* **Written problem**
Copy, word for word, the lines of the records below that run from the line containing "In the photo above, where can the distant" through the end of the records, both ends included.
Start of Material for the task
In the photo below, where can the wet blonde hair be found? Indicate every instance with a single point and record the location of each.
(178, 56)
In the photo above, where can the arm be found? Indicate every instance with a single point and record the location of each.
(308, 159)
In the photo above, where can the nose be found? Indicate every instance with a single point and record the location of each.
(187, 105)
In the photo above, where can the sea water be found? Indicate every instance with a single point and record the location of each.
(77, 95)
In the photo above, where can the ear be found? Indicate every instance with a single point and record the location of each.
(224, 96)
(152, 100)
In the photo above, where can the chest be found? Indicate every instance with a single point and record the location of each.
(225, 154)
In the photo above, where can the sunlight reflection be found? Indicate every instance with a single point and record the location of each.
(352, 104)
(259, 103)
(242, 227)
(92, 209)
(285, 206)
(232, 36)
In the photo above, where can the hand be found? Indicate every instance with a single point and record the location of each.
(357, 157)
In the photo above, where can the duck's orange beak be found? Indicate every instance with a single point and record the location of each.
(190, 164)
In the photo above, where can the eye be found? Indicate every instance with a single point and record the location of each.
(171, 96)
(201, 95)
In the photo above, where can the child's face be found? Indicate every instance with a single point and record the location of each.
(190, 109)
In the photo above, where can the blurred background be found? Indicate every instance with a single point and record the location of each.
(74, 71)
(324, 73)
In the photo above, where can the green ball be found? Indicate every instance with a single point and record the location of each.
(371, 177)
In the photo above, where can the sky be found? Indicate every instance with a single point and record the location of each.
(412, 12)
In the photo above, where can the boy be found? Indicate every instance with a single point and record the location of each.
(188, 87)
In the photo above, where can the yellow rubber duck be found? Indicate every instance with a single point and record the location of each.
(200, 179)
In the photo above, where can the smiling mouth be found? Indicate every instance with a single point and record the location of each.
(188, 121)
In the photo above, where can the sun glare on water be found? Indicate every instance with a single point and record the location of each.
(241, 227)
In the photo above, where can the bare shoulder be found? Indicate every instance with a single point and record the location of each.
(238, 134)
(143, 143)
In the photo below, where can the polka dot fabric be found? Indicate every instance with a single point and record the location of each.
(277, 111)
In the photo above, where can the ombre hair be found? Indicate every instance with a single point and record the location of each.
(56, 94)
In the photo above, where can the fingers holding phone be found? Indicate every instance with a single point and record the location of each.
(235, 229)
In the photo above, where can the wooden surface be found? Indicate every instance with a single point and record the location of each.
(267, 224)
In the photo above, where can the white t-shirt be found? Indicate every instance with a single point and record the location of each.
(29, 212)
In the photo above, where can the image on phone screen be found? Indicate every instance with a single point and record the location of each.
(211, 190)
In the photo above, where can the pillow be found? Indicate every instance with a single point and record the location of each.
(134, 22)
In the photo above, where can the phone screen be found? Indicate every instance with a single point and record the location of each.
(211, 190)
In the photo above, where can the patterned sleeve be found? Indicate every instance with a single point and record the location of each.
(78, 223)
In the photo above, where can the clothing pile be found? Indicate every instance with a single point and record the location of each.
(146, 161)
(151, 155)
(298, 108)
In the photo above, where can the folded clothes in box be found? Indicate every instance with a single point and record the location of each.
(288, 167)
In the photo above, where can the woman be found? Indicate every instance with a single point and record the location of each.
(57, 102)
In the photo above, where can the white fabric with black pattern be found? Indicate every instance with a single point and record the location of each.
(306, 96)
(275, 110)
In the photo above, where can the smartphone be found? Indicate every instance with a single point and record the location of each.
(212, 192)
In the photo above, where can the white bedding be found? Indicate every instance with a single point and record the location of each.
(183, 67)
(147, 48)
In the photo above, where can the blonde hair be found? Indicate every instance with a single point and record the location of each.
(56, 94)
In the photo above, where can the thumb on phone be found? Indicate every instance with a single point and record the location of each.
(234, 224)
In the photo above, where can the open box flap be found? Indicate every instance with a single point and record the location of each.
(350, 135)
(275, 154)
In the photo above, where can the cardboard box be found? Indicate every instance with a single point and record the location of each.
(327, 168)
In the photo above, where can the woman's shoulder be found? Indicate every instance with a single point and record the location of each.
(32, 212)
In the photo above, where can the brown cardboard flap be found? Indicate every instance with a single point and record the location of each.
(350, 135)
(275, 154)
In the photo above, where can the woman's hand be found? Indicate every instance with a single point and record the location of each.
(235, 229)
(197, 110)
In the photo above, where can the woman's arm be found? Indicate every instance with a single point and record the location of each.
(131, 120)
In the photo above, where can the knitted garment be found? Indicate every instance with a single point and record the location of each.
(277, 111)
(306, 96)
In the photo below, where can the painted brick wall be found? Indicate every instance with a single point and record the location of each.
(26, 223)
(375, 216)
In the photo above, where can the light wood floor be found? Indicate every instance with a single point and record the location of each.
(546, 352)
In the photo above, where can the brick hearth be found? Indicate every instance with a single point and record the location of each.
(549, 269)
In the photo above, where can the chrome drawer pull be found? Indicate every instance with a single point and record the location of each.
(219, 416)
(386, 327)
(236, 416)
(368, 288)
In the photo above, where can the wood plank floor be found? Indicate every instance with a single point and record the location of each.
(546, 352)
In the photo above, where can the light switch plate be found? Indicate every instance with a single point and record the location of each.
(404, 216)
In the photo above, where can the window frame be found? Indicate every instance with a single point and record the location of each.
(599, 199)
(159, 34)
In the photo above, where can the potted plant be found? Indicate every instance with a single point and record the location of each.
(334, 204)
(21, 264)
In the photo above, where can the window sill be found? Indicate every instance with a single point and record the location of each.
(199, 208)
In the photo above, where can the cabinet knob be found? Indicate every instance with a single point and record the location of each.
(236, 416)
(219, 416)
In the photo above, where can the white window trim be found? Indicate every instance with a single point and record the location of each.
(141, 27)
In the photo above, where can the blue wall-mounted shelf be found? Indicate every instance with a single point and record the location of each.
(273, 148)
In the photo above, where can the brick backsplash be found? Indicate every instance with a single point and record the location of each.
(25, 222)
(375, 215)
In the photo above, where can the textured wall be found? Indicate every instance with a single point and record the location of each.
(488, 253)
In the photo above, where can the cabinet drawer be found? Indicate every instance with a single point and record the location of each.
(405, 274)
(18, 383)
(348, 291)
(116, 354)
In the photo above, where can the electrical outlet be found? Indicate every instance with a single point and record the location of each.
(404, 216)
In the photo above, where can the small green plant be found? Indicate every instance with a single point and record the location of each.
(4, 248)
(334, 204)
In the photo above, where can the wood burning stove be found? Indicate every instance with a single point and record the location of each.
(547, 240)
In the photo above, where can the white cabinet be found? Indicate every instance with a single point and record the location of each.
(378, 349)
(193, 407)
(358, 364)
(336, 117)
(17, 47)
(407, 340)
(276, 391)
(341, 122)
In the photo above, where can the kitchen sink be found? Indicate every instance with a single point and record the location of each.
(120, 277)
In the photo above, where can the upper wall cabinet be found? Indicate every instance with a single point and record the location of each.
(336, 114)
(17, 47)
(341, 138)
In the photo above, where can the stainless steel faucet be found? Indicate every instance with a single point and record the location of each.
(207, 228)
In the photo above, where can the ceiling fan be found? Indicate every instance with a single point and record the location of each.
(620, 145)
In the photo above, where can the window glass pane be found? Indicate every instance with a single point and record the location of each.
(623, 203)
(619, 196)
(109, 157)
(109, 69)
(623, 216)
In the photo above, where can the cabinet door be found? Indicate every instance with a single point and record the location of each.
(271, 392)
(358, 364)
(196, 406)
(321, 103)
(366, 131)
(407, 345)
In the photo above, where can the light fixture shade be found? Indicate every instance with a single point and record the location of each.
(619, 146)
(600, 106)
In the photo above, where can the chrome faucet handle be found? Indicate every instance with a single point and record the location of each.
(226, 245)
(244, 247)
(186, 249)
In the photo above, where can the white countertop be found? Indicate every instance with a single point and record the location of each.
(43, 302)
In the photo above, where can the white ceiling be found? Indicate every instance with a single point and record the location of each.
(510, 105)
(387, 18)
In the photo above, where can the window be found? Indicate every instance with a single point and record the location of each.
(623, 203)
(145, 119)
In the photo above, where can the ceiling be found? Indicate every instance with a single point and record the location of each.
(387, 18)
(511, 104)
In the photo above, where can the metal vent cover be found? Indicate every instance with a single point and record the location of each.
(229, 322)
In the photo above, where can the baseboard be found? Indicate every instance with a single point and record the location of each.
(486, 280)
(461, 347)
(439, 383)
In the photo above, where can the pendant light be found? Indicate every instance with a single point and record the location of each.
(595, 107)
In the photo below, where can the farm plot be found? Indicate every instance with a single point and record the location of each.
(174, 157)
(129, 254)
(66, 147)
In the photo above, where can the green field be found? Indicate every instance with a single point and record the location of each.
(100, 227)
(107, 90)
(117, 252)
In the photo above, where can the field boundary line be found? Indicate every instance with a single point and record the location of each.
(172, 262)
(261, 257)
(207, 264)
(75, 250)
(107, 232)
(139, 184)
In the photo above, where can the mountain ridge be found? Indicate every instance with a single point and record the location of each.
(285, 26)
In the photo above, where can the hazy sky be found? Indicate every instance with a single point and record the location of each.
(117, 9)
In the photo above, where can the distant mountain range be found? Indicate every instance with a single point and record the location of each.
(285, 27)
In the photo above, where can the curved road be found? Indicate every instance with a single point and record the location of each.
End of Material for the task
* **Solution to this exercise**
In the photo above, where can the distant mountain range be found? Indicate every instance with a single point and record the location of each.
(285, 27)
In the photo above, where can the curved road be found? Indicate every instance with a single point and record the location of each.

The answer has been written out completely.